→ **Work request**
Please reproduce the entries exactly, skipping each picture.

(Recorded information begins)

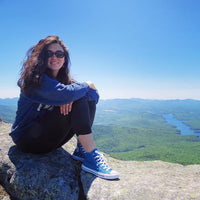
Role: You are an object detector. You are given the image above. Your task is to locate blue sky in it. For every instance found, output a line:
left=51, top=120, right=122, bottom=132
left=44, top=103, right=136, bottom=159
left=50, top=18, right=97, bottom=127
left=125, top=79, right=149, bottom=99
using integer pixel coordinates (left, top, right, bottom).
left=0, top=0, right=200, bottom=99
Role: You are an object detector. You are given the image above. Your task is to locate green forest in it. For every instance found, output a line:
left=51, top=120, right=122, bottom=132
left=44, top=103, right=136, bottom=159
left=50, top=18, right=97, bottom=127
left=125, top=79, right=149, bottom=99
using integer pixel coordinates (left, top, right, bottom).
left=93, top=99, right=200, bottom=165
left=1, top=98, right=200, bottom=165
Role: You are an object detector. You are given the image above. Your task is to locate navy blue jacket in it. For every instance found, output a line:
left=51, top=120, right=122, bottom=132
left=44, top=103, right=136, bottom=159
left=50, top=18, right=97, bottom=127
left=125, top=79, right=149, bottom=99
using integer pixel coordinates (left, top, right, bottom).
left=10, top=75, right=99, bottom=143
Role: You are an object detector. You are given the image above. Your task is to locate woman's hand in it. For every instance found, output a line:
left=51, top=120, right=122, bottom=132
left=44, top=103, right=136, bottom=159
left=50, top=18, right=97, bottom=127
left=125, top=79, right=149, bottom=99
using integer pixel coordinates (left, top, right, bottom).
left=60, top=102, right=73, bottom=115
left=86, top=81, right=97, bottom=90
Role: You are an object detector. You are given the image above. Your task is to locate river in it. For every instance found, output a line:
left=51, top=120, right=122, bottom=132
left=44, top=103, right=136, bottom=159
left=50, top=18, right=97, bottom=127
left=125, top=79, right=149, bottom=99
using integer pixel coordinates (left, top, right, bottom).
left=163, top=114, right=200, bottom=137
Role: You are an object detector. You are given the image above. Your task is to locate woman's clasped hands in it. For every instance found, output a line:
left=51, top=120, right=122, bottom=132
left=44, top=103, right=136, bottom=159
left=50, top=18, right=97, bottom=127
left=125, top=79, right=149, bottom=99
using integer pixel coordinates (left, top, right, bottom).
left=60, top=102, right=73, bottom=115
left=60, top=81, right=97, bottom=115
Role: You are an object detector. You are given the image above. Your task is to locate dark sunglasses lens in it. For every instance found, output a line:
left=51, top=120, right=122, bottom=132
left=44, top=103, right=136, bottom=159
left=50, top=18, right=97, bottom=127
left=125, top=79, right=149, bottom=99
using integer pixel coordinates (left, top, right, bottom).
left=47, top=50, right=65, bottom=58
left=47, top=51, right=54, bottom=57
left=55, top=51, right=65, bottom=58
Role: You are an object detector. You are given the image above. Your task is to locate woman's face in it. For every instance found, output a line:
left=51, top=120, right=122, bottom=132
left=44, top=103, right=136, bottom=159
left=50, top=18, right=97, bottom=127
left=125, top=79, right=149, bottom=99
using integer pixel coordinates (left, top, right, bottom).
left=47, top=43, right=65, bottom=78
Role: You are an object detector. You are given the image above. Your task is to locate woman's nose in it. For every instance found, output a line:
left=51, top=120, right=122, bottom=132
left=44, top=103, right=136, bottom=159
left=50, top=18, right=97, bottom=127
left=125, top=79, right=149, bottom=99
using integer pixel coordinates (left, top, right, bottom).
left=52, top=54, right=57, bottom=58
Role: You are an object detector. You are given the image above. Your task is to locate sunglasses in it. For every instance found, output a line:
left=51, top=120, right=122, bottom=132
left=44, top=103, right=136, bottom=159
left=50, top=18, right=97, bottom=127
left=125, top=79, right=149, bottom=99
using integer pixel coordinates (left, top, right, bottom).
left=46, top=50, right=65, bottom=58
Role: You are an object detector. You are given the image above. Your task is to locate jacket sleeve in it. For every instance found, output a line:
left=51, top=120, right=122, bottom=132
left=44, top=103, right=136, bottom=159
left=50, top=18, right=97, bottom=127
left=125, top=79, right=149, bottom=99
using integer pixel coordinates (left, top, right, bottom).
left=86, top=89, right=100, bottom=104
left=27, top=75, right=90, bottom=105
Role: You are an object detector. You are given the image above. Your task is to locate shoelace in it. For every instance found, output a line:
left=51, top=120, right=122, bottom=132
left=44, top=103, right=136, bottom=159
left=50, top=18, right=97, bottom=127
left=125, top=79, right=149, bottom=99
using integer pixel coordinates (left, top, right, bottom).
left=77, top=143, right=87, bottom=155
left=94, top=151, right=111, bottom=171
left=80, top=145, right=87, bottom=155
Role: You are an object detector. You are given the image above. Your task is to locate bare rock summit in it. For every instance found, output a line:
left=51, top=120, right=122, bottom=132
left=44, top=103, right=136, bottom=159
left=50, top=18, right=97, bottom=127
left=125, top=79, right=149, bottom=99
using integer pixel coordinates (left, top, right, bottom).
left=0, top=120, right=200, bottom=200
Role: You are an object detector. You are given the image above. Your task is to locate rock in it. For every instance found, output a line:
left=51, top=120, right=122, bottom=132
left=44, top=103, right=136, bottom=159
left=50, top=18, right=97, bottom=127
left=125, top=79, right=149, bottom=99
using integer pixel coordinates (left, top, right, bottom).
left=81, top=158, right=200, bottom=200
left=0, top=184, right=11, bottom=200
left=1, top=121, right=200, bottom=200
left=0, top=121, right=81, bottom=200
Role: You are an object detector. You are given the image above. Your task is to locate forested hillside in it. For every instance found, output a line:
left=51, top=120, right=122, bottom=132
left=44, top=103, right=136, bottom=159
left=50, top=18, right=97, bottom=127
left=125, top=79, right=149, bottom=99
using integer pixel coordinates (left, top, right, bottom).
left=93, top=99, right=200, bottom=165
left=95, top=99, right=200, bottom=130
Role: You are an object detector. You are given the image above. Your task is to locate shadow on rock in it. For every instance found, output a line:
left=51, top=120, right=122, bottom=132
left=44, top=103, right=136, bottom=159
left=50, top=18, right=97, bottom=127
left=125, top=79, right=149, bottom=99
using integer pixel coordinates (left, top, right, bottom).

(Recorded information ends)

→ **Worked solution**
Role: You are an object detector. You are given the image above. Your task is to locate blue sky in it. For every instance found, output a line:
left=51, top=120, right=122, bottom=132
left=44, top=103, right=136, bottom=159
left=50, top=18, right=97, bottom=127
left=125, top=79, right=149, bottom=99
using integer pixel coordinates (left, top, right, bottom).
left=0, top=0, right=200, bottom=99
Role: You are an object detector. You are given the image above. Your task is to locate green forest in it. For every instance found, output a line:
left=51, top=120, right=122, bottom=132
left=44, top=103, right=136, bottom=159
left=50, top=18, right=97, bottom=127
left=125, top=79, right=149, bottom=99
using integer pixel coordinates (left, top, right, bottom).
left=93, top=99, right=200, bottom=165
left=1, top=98, right=200, bottom=165
Role: You are an object detector. You are given the image above. Your task is to locate navy blue jacket in it. For every instance found, output a line:
left=51, top=120, right=122, bottom=132
left=44, top=103, right=136, bottom=159
left=50, top=18, right=97, bottom=127
left=125, top=79, right=149, bottom=99
using integer pixel coordinates (left, top, right, bottom).
left=10, top=75, right=99, bottom=143
Role: You are an object detector. You are given the image above. Your task is to locate woman's hand in it. For every instance found, output a line:
left=51, top=120, right=122, bottom=132
left=44, top=103, right=136, bottom=159
left=50, top=18, right=97, bottom=127
left=125, top=79, right=149, bottom=99
using integer pixel coordinates (left, top, right, bottom).
left=60, top=102, right=73, bottom=115
left=86, top=81, right=97, bottom=90
Role: You are an object detector. You are given the image above. Your task is to locate river in it. For every instance found, output a line:
left=51, top=120, right=122, bottom=132
left=44, top=103, right=136, bottom=159
left=50, top=18, right=97, bottom=127
left=125, top=79, right=149, bottom=99
using integer pixel coordinates (left, top, right, bottom).
left=163, top=114, right=200, bottom=137
Role: You are an object detector. You are given the image above. Your task is to locate woman's clasped hands in it. For every instance found, output a line:
left=51, top=120, right=122, bottom=132
left=44, top=103, right=136, bottom=159
left=50, top=18, right=97, bottom=127
left=125, top=79, right=149, bottom=99
using integer pixel coordinates (left, top, right, bottom).
left=60, top=102, right=73, bottom=115
left=60, top=81, right=97, bottom=115
Role: You are an object detector. You are given the image above. Your task is to locate dark sunglasses lens in it. For every instance found, output a line:
left=51, top=120, right=122, bottom=132
left=44, top=103, right=136, bottom=159
left=50, top=18, right=97, bottom=127
left=125, top=79, right=149, bottom=99
using integer pixel coordinates (left, top, right, bottom).
left=47, top=50, right=65, bottom=58
left=47, top=51, right=54, bottom=57
left=55, top=51, right=65, bottom=58
Role: You are an object detector. You are given the image above. Your task is to locate woman's face in it. For every instance found, output a line:
left=51, top=120, right=122, bottom=132
left=44, top=103, right=136, bottom=159
left=50, top=18, right=97, bottom=127
left=125, top=79, right=149, bottom=99
using integer pixel coordinates (left, top, right, bottom).
left=47, top=43, right=65, bottom=78
Role: You are an object detector. You are given the image above. Your task is to locate woman's nose in it. For every instance found, output a line:
left=51, top=120, right=122, bottom=132
left=44, top=103, right=136, bottom=159
left=50, top=18, right=97, bottom=127
left=125, top=79, right=149, bottom=99
using integer pixel coordinates (left, top, right, bottom).
left=52, top=54, right=57, bottom=58
Role: You are an object detector. You are given the image above. Your task is to locate sunglasses in it. For every instance found, output a line:
left=51, top=120, right=122, bottom=132
left=44, top=103, right=136, bottom=159
left=50, top=18, right=97, bottom=127
left=125, top=79, right=149, bottom=99
using integer pixel coordinates (left, top, right, bottom).
left=46, top=50, right=65, bottom=58
Role: You are an object detector. You are given the image above. Your task is to locate jacket sleeve in it. For every instance found, output a line:
left=51, top=120, right=122, bottom=132
left=44, top=103, right=136, bottom=159
left=50, top=18, right=97, bottom=127
left=125, top=79, right=149, bottom=99
using integer pixel coordinates (left, top, right, bottom).
left=86, top=89, right=100, bottom=104
left=27, top=75, right=90, bottom=105
Role: You are an object detector. You are given the image above. Your task is to locate shoelace in it. For every instance found, output a line:
left=51, top=120, right=122, bottom=132
left=44, top=103, right=136, bottom=159
left=50, top=18, right=97, bottom=127
left=125, top=79, right=149, bottom=99
using integer pixel coordinates (left, top, right, bottom).
left=77, top=143, right=87, bottom=155
left=94, top=151, right=111, bottom=171
left=80, top=145, right=87, bottom=155
Role: You are an object detector. You are given the image above. Your task is to locate bare rock summit in it. For every instance found, output a line:
left=51, top=120, right=122, bottom=132
left=44, top=103, right=136, bottom=159
left=50, top=18, right=97, bottom=127
left=125, top=79, right=149, bottom=99
using integer pixel coordinates (left, top, right, bottom).
left=0, top=120, right=200, bottom=200
Role: You are an object detector. You are given the image above. Your task is to locate rock in it. For every instance found, output a line:
left=51, top=120, right=122, bottom=132
left=44, top=103, right=136, bottom=159
left=50, top=18, right=97, bottom=127
left=125, top=79, right=149, bottom=99
using integer pixel coordinates (left, top, right, bottom).
left=81, top=158, right=200, bottom=200
left=0, top=184, right=11, bottom=200
left=1, top=121, right=200, bottom=200
left=0, top=121, right=81, bottom=200
Role: You are an object detector. You are given the image above. Your task is to locate forested hillside in it. For every instance found, output a line:
left=51, top=120, right=122, bottom=132
left=44, top=103, right=136, bottom=159
left=50, top=18, right=97, bottom=127
left=125, top=79, right=149, bottom=99
using integer pixel coordinates (left, top, right, bottom).
left=93, top=99, right=200, bottom=165
left=95, top=99, right=200, bottom=130
Role: You are an object detector. You are given the image above. Your task is to locate shadow on rock in it. For every instance found, output a line:
left=51, top=120, right=122, bottom=132
left=44, top=103, right=136, bottom=159
left=50, top=18, right=97, bottom=127
left=125, top=79, right=149, bottom=99
using integer pixel coordinates (left, top, right, bottom).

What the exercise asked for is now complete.